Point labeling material
####################
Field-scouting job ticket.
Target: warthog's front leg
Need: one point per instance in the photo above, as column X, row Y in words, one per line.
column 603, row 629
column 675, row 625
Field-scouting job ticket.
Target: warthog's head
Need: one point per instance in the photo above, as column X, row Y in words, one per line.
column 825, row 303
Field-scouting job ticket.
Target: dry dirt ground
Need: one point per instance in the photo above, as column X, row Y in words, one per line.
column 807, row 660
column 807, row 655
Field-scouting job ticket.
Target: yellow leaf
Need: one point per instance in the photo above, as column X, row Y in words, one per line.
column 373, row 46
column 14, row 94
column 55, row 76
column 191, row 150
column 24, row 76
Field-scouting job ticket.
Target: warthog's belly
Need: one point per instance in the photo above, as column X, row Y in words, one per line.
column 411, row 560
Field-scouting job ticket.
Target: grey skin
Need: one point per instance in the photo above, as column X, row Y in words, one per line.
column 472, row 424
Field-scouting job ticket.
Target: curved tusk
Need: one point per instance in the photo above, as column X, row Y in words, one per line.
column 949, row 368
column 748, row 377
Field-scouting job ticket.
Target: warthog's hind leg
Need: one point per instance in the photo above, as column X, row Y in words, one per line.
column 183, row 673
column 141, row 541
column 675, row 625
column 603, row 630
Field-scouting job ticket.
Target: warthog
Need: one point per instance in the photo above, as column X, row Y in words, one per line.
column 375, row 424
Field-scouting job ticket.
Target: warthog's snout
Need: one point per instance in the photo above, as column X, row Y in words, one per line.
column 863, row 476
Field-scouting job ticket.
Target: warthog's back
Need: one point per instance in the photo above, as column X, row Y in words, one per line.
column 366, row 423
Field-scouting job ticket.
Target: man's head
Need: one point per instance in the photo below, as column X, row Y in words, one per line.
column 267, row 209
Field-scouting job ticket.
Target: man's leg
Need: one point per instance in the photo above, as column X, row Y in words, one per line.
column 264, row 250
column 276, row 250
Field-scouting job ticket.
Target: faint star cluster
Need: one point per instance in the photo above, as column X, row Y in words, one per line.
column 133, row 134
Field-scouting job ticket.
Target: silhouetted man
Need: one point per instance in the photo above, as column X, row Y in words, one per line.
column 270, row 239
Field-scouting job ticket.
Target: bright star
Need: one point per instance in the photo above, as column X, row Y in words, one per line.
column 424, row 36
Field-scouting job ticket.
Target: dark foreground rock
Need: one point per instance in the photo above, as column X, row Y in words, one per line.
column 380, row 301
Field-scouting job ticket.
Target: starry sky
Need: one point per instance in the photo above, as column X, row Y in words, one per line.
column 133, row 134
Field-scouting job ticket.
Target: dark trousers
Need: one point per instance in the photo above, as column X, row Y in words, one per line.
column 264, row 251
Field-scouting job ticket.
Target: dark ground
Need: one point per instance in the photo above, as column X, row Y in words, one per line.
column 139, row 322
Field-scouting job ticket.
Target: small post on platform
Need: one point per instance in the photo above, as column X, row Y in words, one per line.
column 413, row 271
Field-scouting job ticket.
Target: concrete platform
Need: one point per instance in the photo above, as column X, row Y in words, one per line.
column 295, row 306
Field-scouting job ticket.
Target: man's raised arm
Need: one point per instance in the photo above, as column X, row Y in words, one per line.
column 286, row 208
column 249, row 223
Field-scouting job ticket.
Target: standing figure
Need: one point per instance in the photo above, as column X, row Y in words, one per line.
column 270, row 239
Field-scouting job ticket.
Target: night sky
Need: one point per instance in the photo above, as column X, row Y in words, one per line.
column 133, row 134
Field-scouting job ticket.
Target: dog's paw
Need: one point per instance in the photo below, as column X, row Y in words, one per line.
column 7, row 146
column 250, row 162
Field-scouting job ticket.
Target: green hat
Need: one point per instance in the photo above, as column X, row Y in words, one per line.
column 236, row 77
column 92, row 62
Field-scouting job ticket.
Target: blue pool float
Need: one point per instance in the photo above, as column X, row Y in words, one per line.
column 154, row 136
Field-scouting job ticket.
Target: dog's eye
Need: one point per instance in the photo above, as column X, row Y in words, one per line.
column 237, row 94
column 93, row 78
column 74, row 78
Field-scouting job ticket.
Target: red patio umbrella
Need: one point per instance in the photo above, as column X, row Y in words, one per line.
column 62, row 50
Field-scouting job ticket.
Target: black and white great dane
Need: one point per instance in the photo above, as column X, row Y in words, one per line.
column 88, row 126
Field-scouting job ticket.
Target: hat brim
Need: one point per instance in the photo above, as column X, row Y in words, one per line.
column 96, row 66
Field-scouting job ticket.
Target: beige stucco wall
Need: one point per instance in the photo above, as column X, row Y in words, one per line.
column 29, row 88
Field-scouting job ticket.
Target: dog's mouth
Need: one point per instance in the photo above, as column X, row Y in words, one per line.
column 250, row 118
####################
§ **EXERCISE**: Can you arrange every line of the material above into a JSON list of strings, one string per line, with blank lines omitted?

§ **OUTPUT FOR THIS TASK**:
[
  "Field-scouting job ticket.",
  "Target: warthog's front leg",
  "Need: one point per instance in the photo above, as column X, row Y in words, one per line.",
  "column 603, row 629",
  "column 675, row 625",
  "Field-scouting job ticket.",
  "Target: warthog's head",
  "Need: one point per instance in the photo above, as column X, row Y in words, one per line.",
  "column 825, row 303",
  "Field-scouting job ticket.",
  "Target: dry dirt ground",
  "Need: one point per instance in the photo above, as column X, row Y in words, one per line.",
  "column 807, row 660",
  "column 807, row 655",
  "Field-scouting job ticket.",
  "Target: yellow leaf",
  "Need: one point per instance in the photo above, as column X, row Y in words, one per line.",
  "column 373, row 46",
  "column 14, row 94",
  "column 55, row 76",
  "column 191, row 150",
  "column 24, row 76",
  "Field-scouting job ticket.",
  "Target: warthog's belly",
  "Need: one point per instance in the photo above, as column X, row Y in words, one per line.",
  "column 411, row 560",
  "Field-scouting job ticket.",
  "Target: grey skin",
  "Need: one point per instance in the photo above, as column X, row Y in words, one per line.",
  "column 472, row 424",
  "Field-scouting job ticket.",
  "Target: curved tusk",
  "Need: one point per instance in the photo above, as column X, row Y in words, one per line.",
  "column 949, row 368",
  "column 748, row 377",
  "Field-scouting job ticket.",
  "Target: warthog's hind leg",
  "Need: one point per instance in the photo above, as column X, row Y in words, one per line.",
  "column 183, row 673",
  "column 141, row 541",
  "column 675, row 625",
  "column 603, row 630",
  "Field-scouting job ticket.",
  "Target: warthog",
  "Need: one point per instance in the photo above, as column X, row Y in words, one per line.",
  "column 375, row 424",
  "Field-scouting job ticket.",
  "Target: warthog's snout",
  "Need: one point per instance in the photo above, as column X, row Y in words, one per line.",
  "column 863, row 476",
  "Field-scouting job ticket.",
  "Target: warthog's back",
  "Need: one point per instance in the photo above, as column X, row Y in words, one per line.",
  "column 366, row 423",
  "Field-scouting job ticket.",
  "Target: man's head",
  "Need: one point per instance in the photo below, as column X, row Y in words, one per line.",
  "column 267, row 209",
  "Field-scouting job ticket.",
  "Target: man's leg",
  "Need: one point per instance in the photo above, as column X, row Y in words, one per line.",
  "column 264, row 250",
  "column 276, row 250",
  "Field-scouting job ticket.",
  "Target: faint star cluster",
  "Need: one point per instance in the photo above, as column X, row Y in words, one per line.",
  "column 133, row 134",
  "Field-scouting job ticket.",
  "Target: silhouetted man",
  "Need: one point per instance in the photo above, as column X, row Y in words, one per line.",
  "column 270, row 239",
  "Field-scouting job ticket.",
  "Target: bright star",
  "Need: one point per instance in the photo above, as column X, row Y in words, one per line.",
  "column 424, row 36",
  "Field-scouting job ticket.",
  "Target: dark foreground rock",
  "Need: one point per instance in the photo above, as column X, row Y in words, one per line.",
  "column 380, row 301",
  "Field-scouting job ticket.",
  "Target: starry sky",
  "Need: one point per instance in the photo above, as column X, row Y in words, one per line.",
  "column 133, row 134",
  "Field-scouting job ticket.",
  "Target: dark trousers",
  "Need: one point per instance in the photo above, as column X, row Y in words, one per line.",
  "column 264, row 251",
  "Field-scouting job ticket.",
  "Target: dark ground",
  "Need: one point per instance in the photo above, as column X, row Y in words, one per line.",
  "column 139, row 322",
  "Field-scouting job ticket.",
  "Target: small post on platform",
  "Need: one point per instance in the photo above, as column X, row Y in words, one per line.",
  "column 413, row 271",
  "Field-scouting job ticket.",
  "Target: concrete platform",
  "Need: one point per instance in the photo above, as column X, row Y in words, one per line.",
  "column 295, row 306",
  "Field-scouting job ticket.",
  "Target: man's raised arm",
  "Need: one point per instance in the photo above, as column X, row Y in words, one per line.",
  "column 286, row 208",
  "column 249, row 223",
  "Field-scouting job ticket.",
  "Target: standing figure",
  "Need: one point per instance in the photo above, as column X, row Y in words, one per line.",
  "column 270, row 239",
  "Field-scouting job ticket.",
  "Target: night sky",
  "Need: one point per instance in the photo above, as column X, row Y in words, one per line.",
  "column 133, row 134",
  "Field-scouting job ticket.",
  "Target: dog's paw",
  "Need: one point per instance in the photo below, as column X, row Y in words, one per line.",
  "column 7, row 146",
  "column 250, row 162",
  "Field-scouting job ticket.",
  "Target: green hat",
  "Need: one point per instance in the photo above, as column X, row Y in words, one per line.",
  "column 236, row 77",
  "column 92, row 62",
  "Field-scouting job ticket.",
  "Target: blue pool float",
  "Need: one point per instance in the photo above, as column X, row Y in words, one per line.",
  "column 154, row 136",
  "Field-scouting job ticket.",
  "Target: dog's eye",
  "Need: one point per instance in the photo above, as column X, row Y in words, one per line.",
  "column 237, row 94",
  "column 93, row 78",
  "column 74, row 78",
  "Field-scouting job ticket.",
  "Target: red patio umbrella",
  "Need: one point per instance in the photo above, as column X, row Y in words, one per line.",
  "column 62, row 50",
  "Field-scouting job ticket.",
  "Target: black and white great dane",
  "Need: one point per instance in the photo above, as column X, row Y in words, one per line.",
  "column 88, row 126",
  "Field-scouting job ticket.",
  "Target: hat brim",
  "Need: one point per instance in the photo above, as column X, row Y in words, one per line.",
  "column 96, row 66",
  "Field-scouting job ticket.",
  "Target: beige stucco wall",
  "Need: one point per instance in the photo above, as column X, row Y in words, one per line.",
  "column 29, row 88",
  "Field-scouting job ticket.",
  "Target: dog's mouth",
  "Need: one point per instance in the photo above, as column X, row Y in words, one per line.",
  "column 250, row 118"
]